_WHAT THE TASK ASKS_.
Only the pictures stay out; every record is to be quoted exactly.

Dataset entries:
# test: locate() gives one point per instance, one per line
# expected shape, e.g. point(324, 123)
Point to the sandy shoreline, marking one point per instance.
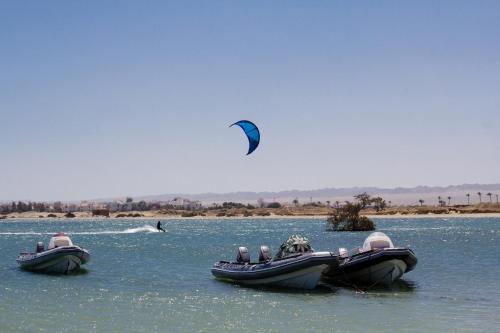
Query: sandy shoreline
point(179, 217)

_COMPLETED TASK_.
# test: locate() gives one point per instance, one per line
# expected shape, e.g. point(324, 123)
Point to the sandy shoreline, marking one point per instance.
Query: sandy shoreline
point(179, 217)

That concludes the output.